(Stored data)
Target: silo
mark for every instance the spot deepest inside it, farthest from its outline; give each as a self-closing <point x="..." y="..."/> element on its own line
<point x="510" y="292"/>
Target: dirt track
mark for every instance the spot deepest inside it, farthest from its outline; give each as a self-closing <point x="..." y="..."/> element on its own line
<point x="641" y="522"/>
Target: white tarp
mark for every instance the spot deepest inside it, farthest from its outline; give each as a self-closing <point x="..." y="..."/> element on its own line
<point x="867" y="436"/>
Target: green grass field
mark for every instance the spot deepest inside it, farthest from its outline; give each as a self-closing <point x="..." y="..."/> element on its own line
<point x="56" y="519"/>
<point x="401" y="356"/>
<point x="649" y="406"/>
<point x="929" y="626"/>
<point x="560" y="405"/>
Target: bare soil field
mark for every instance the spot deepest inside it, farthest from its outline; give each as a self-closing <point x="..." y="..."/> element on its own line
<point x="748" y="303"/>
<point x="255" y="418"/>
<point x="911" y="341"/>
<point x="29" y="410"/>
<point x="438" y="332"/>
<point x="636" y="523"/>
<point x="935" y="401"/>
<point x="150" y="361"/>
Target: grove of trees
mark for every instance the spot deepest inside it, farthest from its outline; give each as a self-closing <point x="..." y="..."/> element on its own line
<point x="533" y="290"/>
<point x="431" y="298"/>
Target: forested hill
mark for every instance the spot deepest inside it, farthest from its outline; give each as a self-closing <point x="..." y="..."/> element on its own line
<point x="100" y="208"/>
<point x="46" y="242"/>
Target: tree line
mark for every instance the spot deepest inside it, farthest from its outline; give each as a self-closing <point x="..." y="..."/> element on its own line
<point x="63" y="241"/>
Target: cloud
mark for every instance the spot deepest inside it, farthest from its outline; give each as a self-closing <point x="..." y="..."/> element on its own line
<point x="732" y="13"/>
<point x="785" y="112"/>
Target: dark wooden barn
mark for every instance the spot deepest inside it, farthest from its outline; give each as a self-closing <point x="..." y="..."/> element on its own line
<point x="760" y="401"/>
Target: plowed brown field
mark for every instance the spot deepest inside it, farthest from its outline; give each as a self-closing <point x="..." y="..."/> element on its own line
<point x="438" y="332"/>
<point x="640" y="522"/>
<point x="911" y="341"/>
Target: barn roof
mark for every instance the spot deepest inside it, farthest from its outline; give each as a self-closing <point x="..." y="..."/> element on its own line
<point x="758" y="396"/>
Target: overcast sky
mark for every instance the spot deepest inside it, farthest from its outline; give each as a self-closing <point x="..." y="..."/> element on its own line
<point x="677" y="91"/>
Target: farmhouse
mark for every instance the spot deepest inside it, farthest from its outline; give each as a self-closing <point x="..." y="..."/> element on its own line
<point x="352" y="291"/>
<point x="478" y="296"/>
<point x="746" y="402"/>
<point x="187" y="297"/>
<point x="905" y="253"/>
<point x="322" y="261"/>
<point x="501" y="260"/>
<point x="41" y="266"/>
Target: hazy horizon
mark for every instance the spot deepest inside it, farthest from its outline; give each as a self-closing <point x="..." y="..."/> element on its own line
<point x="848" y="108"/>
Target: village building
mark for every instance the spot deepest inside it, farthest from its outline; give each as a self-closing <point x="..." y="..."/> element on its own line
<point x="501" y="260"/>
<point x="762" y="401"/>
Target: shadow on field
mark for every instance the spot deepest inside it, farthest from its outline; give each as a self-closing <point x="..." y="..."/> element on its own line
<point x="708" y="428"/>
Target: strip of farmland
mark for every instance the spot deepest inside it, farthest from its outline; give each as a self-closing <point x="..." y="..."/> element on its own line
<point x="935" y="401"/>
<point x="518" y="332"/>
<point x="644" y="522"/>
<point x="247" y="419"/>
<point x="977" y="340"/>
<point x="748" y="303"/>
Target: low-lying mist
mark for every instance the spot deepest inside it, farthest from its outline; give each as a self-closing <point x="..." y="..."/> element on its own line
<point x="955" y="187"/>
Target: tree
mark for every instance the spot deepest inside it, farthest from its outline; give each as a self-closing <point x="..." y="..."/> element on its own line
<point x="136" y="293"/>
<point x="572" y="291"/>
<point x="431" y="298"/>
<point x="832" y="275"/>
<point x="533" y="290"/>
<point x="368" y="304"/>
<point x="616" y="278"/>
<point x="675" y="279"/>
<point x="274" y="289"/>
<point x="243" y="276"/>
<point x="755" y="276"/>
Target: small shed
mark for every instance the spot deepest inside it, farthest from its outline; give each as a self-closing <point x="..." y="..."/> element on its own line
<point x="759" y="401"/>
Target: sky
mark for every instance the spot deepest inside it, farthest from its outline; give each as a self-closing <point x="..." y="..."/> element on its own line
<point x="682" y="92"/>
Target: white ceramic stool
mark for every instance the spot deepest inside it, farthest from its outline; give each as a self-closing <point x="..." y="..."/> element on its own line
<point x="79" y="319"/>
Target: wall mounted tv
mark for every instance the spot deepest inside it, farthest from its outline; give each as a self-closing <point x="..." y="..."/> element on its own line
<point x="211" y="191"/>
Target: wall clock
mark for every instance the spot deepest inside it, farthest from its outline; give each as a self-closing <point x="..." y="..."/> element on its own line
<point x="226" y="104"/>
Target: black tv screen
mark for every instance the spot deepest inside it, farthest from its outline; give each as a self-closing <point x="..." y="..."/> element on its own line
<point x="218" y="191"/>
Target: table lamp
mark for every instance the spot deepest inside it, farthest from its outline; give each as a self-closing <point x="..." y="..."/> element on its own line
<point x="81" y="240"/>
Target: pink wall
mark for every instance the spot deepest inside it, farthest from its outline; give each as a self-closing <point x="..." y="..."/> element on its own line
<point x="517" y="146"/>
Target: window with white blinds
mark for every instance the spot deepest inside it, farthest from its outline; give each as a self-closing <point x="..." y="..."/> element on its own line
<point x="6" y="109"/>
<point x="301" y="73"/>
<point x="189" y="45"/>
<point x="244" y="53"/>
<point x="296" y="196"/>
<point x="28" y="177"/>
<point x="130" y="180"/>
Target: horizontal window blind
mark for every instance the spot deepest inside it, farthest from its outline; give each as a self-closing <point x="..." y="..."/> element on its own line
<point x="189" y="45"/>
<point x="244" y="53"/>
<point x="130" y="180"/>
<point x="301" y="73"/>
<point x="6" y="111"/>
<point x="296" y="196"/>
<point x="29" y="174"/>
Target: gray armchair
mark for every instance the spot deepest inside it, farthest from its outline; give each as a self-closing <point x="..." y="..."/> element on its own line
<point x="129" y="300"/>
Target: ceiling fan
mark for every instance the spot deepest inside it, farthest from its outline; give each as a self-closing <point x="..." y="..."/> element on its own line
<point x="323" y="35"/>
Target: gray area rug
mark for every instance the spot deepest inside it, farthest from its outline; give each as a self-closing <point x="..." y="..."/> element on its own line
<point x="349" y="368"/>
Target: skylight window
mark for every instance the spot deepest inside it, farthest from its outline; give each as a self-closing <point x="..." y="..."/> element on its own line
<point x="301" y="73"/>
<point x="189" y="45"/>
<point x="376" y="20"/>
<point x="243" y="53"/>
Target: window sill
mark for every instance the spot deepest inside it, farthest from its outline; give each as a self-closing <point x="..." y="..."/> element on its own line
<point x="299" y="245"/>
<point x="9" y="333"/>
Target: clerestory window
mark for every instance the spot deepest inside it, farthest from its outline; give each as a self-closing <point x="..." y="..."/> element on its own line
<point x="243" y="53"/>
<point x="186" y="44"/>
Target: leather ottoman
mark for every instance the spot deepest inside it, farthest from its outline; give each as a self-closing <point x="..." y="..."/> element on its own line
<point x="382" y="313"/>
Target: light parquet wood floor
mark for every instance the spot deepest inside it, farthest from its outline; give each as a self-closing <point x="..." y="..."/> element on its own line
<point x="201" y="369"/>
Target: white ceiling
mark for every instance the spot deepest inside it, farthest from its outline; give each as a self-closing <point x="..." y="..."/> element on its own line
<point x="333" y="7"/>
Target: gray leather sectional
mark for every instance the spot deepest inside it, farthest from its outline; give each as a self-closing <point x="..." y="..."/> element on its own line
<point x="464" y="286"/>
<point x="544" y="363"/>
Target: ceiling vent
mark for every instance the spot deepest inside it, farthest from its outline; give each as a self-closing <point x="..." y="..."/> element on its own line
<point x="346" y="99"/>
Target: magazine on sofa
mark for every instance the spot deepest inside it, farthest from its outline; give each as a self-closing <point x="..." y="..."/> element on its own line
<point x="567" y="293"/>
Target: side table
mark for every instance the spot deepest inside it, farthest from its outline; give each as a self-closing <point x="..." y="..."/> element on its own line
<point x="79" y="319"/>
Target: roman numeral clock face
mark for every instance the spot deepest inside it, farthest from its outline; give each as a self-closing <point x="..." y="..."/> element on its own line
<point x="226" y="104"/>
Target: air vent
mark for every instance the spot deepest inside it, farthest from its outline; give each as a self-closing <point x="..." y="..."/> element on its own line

— Required work —
Using the entries above, repeat only the lines from the one containing "Target: window sill" through the one containing "Target: clerestory window", end lines included.

— Solution to this exercise —
Target: window sill
mark for every instance the spot deepest inside it, farthest from its outline; give each as a self-closing <point x="..." y="..."/> element on its own line
<point x="299" y="245"/>
<point x="9" y="333"/>
Target: clerestory window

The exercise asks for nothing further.